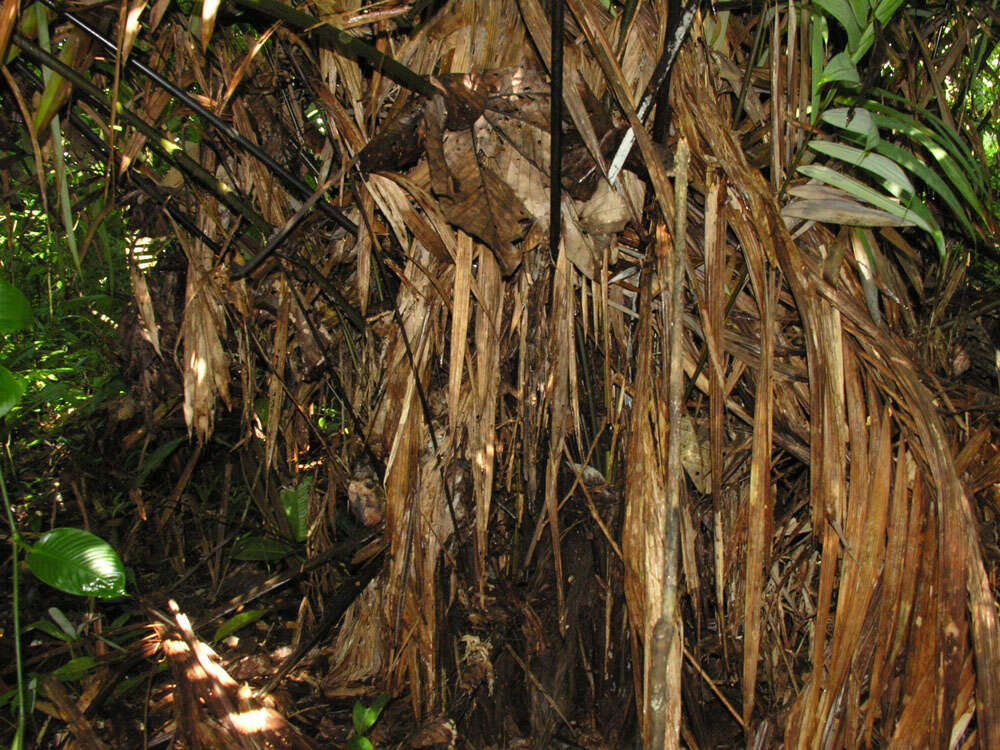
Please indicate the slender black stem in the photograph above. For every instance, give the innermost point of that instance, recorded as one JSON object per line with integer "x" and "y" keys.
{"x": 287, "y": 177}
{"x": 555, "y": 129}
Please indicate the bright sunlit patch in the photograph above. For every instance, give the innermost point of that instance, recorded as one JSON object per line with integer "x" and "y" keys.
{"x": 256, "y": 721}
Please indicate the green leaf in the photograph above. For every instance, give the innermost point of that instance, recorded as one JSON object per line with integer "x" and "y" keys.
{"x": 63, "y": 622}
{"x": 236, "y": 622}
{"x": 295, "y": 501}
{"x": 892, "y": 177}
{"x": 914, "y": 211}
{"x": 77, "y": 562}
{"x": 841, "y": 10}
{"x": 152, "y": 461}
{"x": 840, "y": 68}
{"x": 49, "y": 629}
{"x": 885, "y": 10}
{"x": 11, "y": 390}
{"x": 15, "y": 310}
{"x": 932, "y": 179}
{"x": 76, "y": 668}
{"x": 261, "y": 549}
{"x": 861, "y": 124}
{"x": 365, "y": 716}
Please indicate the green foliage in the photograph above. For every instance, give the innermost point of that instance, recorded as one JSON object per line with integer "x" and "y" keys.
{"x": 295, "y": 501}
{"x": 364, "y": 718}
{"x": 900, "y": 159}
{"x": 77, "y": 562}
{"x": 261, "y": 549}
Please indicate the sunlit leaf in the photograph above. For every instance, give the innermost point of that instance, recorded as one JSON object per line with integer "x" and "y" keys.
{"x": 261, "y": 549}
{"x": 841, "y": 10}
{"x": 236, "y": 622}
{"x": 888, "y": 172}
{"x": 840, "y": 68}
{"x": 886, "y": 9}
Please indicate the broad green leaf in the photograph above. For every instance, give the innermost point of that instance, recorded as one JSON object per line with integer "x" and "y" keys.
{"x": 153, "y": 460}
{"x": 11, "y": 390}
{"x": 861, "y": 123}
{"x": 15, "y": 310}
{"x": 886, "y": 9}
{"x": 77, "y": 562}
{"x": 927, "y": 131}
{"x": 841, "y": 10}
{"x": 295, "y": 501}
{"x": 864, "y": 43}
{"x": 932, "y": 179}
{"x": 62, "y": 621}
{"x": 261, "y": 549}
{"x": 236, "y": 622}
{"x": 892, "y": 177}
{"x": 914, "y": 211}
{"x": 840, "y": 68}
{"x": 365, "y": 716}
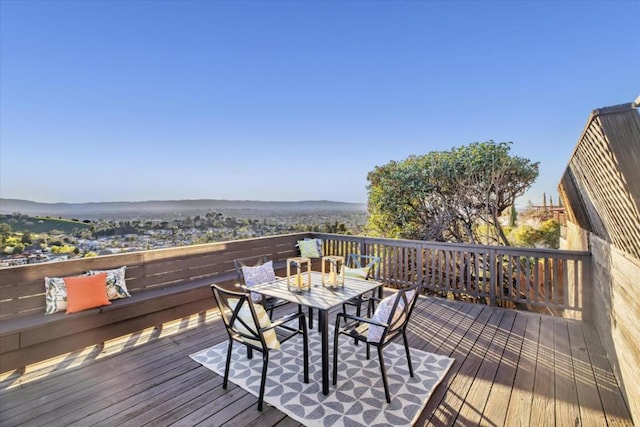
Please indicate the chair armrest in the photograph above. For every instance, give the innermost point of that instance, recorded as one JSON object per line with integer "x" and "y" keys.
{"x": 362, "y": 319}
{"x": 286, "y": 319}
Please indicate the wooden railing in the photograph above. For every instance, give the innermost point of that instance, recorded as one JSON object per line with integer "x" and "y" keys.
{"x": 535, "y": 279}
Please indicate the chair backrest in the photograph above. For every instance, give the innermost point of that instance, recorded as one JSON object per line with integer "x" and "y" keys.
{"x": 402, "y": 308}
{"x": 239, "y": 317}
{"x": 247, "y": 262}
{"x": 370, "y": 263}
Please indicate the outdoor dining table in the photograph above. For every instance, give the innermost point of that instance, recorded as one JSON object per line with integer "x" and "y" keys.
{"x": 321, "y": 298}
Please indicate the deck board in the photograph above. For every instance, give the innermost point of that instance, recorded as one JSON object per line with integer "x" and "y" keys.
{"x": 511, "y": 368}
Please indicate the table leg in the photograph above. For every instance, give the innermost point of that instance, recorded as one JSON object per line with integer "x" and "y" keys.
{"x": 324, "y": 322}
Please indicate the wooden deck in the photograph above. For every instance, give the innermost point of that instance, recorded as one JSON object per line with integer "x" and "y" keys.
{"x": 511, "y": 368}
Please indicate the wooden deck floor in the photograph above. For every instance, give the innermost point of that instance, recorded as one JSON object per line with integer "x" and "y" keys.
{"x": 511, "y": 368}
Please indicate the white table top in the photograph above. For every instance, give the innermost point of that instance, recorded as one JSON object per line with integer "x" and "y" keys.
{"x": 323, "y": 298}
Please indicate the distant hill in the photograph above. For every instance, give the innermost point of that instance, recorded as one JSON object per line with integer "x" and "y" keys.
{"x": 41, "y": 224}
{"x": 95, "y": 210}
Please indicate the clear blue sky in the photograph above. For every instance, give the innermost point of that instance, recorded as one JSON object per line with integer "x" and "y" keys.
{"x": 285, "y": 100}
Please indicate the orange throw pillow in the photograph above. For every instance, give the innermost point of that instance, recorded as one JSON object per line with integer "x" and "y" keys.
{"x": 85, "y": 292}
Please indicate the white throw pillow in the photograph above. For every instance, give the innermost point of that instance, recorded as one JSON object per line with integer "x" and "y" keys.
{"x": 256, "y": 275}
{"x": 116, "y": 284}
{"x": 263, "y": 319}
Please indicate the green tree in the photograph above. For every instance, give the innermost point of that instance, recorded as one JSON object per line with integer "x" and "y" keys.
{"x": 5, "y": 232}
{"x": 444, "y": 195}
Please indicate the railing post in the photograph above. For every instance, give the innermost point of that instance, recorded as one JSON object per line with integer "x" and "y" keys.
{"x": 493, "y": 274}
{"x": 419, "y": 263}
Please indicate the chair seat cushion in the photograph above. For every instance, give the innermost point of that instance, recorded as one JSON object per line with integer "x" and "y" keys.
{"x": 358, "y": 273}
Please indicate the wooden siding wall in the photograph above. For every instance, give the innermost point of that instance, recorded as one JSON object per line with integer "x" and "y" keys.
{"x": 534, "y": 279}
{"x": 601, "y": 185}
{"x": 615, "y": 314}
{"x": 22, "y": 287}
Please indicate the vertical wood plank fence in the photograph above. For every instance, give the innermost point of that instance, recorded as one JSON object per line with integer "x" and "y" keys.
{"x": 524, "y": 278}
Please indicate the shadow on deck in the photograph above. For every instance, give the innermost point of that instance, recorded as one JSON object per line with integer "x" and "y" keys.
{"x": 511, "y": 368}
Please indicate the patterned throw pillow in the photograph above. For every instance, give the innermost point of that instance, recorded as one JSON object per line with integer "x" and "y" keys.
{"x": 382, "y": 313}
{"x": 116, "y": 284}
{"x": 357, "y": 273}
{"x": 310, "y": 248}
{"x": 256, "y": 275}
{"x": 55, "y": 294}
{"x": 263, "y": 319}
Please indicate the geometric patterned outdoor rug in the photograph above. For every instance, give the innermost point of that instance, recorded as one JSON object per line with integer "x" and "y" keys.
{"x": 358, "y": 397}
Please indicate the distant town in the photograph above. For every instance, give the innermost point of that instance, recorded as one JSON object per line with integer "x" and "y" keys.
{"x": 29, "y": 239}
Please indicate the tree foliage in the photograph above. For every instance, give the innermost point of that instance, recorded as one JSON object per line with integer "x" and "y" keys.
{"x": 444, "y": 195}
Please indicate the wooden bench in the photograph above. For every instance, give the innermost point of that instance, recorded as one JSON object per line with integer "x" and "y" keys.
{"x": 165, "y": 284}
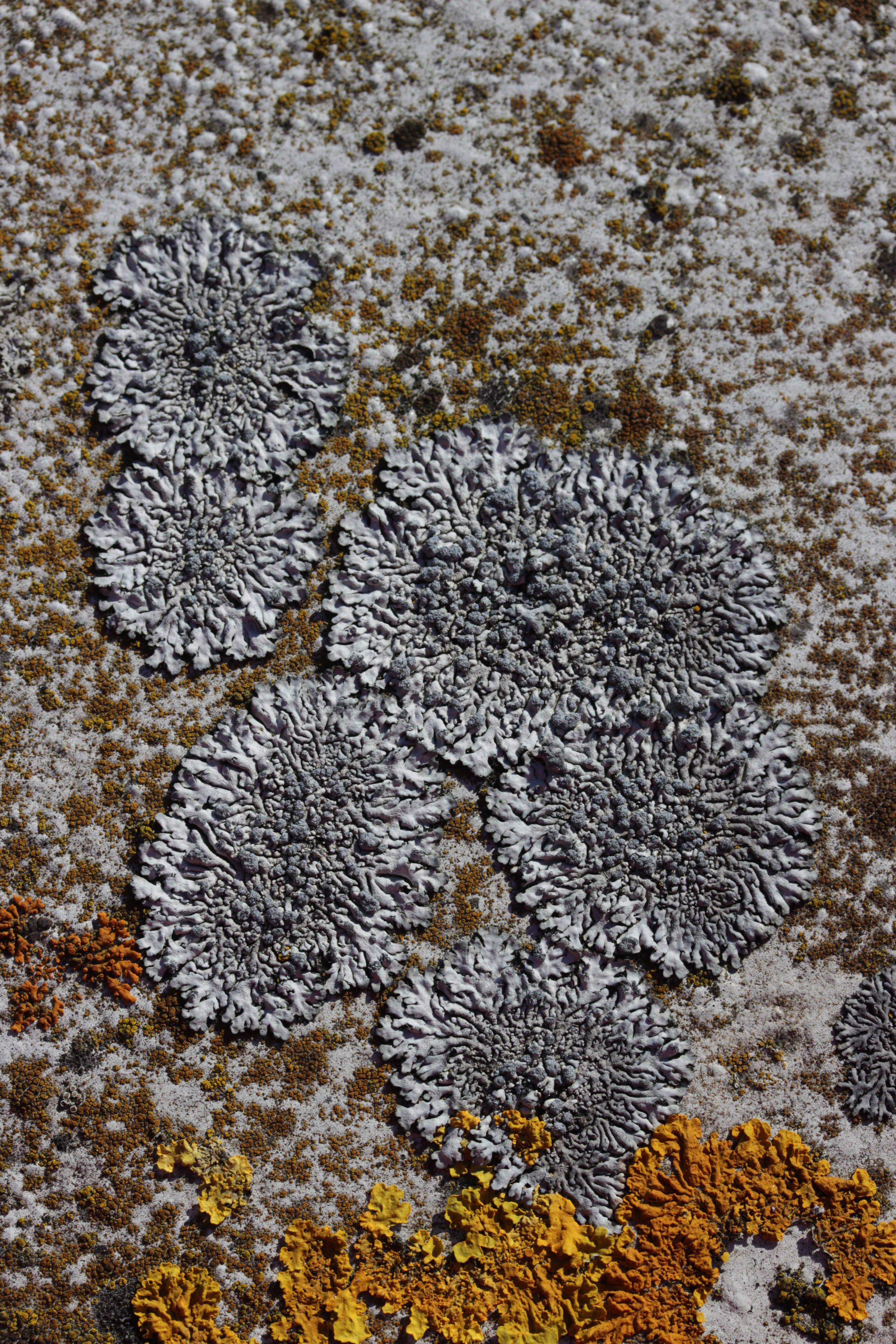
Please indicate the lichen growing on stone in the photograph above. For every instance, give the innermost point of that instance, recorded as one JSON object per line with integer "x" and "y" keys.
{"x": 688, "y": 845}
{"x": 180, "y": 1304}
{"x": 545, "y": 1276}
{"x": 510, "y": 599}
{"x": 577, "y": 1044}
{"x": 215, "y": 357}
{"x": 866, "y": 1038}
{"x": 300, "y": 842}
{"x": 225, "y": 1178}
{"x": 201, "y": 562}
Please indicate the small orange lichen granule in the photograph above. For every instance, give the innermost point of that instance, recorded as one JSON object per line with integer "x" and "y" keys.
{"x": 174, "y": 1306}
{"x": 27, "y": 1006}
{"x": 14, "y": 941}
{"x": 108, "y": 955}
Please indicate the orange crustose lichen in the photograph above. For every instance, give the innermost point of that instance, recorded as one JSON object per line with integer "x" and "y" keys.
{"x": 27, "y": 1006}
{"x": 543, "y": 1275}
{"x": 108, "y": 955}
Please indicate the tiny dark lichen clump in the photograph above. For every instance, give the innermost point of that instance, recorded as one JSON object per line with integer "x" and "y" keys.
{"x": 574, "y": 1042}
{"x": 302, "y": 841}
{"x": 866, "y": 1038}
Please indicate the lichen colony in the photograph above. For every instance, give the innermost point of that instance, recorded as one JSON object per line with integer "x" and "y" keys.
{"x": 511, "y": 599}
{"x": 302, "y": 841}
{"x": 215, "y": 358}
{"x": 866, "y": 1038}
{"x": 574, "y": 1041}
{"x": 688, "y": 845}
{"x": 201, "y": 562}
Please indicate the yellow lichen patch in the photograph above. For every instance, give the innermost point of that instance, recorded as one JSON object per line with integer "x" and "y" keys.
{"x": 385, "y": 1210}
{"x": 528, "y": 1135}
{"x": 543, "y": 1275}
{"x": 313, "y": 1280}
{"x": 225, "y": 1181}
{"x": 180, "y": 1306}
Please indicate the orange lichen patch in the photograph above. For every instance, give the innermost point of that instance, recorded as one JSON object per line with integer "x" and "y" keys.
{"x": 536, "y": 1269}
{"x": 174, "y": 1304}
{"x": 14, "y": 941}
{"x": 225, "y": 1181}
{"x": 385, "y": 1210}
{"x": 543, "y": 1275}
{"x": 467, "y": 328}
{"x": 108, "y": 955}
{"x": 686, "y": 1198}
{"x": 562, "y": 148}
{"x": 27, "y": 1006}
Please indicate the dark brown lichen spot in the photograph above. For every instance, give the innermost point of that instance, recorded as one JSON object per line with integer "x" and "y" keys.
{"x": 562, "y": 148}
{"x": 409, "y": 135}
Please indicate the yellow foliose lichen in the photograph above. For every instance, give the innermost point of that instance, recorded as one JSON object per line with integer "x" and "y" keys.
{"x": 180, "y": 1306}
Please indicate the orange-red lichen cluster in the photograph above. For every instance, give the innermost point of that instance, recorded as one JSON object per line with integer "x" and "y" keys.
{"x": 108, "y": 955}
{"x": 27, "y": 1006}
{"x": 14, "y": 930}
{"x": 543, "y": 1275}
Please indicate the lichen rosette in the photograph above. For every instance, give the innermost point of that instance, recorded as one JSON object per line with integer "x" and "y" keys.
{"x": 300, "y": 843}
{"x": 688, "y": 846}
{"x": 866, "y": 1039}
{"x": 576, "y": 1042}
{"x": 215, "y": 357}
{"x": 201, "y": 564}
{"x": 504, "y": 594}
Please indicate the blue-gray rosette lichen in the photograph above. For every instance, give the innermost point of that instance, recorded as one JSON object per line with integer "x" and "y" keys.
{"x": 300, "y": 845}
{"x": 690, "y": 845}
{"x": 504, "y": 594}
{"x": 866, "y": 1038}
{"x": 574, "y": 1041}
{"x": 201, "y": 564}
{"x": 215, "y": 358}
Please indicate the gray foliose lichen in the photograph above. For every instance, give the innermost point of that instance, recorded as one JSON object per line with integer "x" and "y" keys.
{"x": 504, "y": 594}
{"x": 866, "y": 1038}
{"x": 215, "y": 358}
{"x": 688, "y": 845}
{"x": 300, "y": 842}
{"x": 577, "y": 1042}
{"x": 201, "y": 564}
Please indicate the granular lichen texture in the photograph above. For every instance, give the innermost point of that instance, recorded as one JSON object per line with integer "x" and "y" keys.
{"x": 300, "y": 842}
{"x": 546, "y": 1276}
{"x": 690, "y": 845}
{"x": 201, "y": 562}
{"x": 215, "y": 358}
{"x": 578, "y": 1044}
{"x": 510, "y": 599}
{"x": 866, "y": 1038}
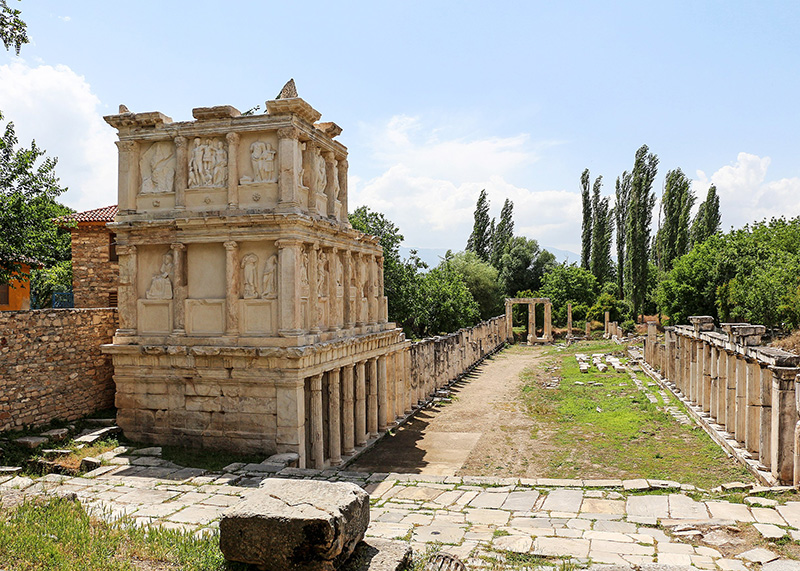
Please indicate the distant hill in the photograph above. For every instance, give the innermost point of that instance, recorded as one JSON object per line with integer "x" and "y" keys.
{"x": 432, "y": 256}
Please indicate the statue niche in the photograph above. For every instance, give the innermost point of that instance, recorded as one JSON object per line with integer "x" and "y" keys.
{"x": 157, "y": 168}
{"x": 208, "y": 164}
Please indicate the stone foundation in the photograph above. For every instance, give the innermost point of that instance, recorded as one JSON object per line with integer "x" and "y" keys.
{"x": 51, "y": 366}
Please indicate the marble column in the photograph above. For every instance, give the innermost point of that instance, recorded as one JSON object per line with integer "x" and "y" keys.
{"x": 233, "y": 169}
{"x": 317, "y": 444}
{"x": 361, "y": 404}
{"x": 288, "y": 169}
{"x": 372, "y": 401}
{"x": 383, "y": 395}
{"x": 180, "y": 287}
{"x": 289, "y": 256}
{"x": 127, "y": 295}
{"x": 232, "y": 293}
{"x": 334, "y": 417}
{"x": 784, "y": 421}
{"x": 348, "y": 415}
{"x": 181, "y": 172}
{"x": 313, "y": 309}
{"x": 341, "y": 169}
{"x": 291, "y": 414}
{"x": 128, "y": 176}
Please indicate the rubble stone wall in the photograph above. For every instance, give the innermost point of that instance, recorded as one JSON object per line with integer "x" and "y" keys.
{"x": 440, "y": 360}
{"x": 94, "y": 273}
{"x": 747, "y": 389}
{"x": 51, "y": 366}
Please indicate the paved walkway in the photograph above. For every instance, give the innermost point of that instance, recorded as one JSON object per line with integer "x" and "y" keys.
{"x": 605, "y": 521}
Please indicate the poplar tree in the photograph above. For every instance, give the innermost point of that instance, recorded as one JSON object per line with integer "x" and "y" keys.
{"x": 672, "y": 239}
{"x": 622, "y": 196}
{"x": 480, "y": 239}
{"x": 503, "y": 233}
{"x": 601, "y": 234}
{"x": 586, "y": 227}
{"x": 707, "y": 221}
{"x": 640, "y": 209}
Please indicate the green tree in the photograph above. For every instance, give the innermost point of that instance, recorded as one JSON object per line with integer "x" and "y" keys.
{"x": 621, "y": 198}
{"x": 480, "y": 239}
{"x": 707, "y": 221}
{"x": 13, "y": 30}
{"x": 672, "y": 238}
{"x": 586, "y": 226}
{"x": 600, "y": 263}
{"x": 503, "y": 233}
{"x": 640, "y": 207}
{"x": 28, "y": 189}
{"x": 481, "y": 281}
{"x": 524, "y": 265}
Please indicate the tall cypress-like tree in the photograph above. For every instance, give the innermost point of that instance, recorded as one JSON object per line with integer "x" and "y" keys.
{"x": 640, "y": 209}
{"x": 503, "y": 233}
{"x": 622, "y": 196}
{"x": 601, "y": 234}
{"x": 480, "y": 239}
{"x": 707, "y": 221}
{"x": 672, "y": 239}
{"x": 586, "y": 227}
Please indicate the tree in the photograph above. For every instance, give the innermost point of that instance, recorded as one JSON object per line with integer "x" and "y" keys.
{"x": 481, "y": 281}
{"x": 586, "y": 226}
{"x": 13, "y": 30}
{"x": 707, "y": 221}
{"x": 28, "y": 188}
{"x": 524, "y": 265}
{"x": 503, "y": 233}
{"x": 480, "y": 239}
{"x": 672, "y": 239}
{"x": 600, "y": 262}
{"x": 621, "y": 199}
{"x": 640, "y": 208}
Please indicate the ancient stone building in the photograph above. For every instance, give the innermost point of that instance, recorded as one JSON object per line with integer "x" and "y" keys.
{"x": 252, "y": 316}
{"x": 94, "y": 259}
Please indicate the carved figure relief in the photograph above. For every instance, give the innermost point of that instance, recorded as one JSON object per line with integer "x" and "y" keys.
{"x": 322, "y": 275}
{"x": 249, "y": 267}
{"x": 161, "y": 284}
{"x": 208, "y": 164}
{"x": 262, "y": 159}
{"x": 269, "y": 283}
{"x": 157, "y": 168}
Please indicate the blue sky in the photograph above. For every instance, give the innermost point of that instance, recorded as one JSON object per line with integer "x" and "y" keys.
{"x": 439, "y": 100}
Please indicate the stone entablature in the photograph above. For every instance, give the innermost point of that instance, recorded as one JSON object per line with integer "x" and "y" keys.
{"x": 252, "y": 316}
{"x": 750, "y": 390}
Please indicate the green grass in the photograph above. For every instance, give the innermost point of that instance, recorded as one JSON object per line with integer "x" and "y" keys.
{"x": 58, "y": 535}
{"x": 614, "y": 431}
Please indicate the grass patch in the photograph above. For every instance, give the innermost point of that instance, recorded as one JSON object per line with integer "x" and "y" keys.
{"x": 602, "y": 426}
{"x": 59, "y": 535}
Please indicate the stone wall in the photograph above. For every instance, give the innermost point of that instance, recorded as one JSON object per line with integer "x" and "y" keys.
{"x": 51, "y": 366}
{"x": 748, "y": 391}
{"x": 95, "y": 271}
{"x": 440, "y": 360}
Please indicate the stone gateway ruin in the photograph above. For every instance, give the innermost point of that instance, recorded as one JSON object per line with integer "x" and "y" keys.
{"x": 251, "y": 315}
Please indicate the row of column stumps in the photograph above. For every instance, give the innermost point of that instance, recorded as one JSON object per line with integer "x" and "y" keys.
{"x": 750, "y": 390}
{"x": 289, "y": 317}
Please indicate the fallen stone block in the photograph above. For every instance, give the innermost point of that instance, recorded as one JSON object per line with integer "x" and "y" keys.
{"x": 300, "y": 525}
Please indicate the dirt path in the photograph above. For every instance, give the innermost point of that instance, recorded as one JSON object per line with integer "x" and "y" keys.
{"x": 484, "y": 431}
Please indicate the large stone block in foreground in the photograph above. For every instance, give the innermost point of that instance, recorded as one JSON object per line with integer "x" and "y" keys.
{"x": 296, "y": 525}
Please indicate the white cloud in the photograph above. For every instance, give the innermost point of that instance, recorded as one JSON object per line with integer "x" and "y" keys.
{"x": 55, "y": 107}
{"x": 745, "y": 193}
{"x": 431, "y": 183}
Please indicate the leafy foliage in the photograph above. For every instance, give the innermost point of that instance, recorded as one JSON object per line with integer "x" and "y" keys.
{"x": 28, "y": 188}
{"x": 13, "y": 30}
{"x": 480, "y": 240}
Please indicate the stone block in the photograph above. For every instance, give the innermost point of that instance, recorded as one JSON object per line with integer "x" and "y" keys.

=-=-=

### [Stated task]
Emit verbatim the lines running from the one with "Please indicate the large" through the last line of the data, both endpoints inclusive.

### [Task answer]
Please indicate the large stone block in foreground in the photograph above. For every instance, give the innermost point of that instance, recorded as one JSON object per line with integer "x" and "y" keys.
{"x": 296, "y": 525}
Please indicate the white cloud in the photograph above. For every instance, give the innermost point of that instance, recorded as one JSON object per line with integer "x" and "y" keys.
{"x": 55, "y": 107}
{"x": 745, "y": 193}
{"x": 431, "y": 183}
Please indicate the leafy foliage in the photograph above. For every instance, give the innermost point of that instance, recorded as one JSON object per line with integer "x" and "y" keys.
{"x": 28, "y": 188}
{"x": 13, "y": 30}
{"x": 480, "y": 240}
Please indicate the stone block in the photograph above. For every instance, give the innermost point of that instance, recorded as one JSON object per line with integer "x" and "y" keys.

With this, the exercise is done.